[GitHub] [spark] c21 commented on a change in pull request #35068: [SPARK-37770][SQL][FOLLOWUP] Implement the ConstantColumnVector for the metadata columns performance improvements

GitBox Tue, 04 Jan 2022 23:47:36 -0800


c21 commented on a change in pull request #35068:
URL: https://github.com/apache/spark/pull/35068#discussion_r778602285




##########
File path: 
sql/core/src/main/java/org/apache/spark/sql/execution/vectorized/ConstantColumnVector.java
##########
@@ -0,0 +1,212 @@
+package org.apache.spark.sql.execution.vectorized;
+
+import org.apache.spark.sql.types.DataType;
+import org.apache.spark.sql.types.Decimal;
+import org.apache.spark.sql.vectorized.ColumnVector;
+import org.apache.spark.sql.vectorized.ColumnarArray;
+import org.apache.spark.sql.vectorized.ColumnarMap;
+import org.apache.spark.unsafe.types.UTF8String;
+
+import java.math.BigDecimal;
+import java.math.BigInteger;
+
+/**
+ * This class adds the constant support to ColumnVector.
+ * It supports all the types and contains put APIs,
+ * which will put the exact same value to all rows.
+ *
+ * Capacity: The vector only stores one copy of the data, and acts as an 
unbounded vector
+ * (get from any row will return the same value)
+ */
+public class ConstantColumnVector extends ColumnVector {

Review comment:
       I am thinking whether we should extend `WritableColumnVector` instead, 
so we can easily leverage constant column vector to represent partition columns.

**Information given**
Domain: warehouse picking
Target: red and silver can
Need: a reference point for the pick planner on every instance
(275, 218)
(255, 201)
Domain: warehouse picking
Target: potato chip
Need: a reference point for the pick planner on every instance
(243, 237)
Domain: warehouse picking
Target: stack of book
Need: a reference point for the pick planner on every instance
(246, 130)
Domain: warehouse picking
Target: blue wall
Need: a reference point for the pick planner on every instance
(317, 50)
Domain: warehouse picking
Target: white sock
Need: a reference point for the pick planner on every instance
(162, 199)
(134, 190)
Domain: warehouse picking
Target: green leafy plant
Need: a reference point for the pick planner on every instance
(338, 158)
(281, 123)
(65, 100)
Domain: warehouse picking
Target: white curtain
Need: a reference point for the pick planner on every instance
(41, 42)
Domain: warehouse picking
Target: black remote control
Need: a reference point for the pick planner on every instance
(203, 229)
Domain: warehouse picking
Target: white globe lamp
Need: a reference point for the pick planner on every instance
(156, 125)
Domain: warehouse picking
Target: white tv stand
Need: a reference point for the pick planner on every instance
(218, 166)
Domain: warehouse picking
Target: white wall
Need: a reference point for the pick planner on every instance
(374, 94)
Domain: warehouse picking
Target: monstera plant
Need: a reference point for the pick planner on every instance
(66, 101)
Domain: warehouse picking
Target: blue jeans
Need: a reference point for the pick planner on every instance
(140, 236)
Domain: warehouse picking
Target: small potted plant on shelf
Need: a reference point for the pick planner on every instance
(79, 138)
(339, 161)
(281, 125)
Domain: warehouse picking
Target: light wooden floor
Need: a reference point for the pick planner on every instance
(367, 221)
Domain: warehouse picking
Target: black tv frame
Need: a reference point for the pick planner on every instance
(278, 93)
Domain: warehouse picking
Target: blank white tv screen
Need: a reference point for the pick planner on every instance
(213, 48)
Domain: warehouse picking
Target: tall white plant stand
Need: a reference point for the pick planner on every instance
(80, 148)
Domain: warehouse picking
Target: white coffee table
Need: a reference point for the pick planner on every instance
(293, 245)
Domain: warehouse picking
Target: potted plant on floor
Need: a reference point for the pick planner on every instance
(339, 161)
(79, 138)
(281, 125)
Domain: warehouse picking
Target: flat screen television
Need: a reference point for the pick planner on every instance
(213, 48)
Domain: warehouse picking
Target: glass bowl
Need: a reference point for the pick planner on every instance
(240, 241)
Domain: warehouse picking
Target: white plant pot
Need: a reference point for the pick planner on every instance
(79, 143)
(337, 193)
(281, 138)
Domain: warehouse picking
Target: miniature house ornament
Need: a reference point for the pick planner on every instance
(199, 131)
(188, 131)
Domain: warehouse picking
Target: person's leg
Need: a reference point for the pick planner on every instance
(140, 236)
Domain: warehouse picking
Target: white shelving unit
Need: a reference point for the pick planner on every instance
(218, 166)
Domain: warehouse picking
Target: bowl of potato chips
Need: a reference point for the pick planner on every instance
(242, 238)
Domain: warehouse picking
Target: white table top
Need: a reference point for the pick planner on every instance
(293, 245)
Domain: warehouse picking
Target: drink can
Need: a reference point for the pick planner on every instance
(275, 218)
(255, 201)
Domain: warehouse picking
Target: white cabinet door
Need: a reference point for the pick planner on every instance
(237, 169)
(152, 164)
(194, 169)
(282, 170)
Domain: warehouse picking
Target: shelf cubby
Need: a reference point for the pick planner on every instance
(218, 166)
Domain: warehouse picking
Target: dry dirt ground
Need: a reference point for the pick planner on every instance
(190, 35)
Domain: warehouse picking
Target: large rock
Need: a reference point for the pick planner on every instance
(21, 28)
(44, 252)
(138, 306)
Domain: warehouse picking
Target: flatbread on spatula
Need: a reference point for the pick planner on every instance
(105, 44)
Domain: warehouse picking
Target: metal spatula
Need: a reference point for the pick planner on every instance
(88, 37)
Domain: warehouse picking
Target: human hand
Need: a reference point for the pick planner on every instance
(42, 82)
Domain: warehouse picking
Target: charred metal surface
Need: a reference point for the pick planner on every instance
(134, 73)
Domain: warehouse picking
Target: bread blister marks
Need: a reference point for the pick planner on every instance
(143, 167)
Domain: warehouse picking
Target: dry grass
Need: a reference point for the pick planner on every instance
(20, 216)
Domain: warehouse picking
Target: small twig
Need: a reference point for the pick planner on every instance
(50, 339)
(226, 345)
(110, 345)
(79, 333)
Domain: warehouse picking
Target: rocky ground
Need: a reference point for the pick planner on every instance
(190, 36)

**Problems to work on**
**a)** Answer these about the pull request review comment on ConstantColumnVector:
(i) What class does ConstantColumnVector extend in the code shown?
(ii) How many copies of the data does the vector store?
(iii) What class does the reviewer suggest extending instead?
**b)** Resume the pull request review comment on ConstantColumnVector, picking up right after its last sentence.
You won't need the rows for any of this.

**Expected results**
**a)**
(i) ColumnVector
(ii) One
(iii) WritableColumnVector

**b)**
   It seems for partition columns, we are doing copying of same value per row 
([Parquet](https://github.com/apache/spark/blob/master/sql/core/src/main/java/org/apache/spark/sql/execution/datasources/parquet/VectorizedParquetRecordReader.java#L258)
 and 
[ORC](https://github.com/apache/spark/blob/master/sql/core/src/main/java/org/apache/spark/sql/execution/datasources/orc/OrcColumnarBatchReader.java#L171)).
 A future improvement is to use the constant column vector we are introducing 
here to avoid unnecessary operations.
   
   @cloud-fan WDYT?

##########
File path: 
sql/core/src/main/java/org/apache/spark/sql/execution/vectorized/ConstantColumnVector.java
##########
@@ -0,0 +1,212 @@
+package org.apache.spark.sql.execution.vectorized;

Review comment:
       Let's add the Apache license header similar to other files.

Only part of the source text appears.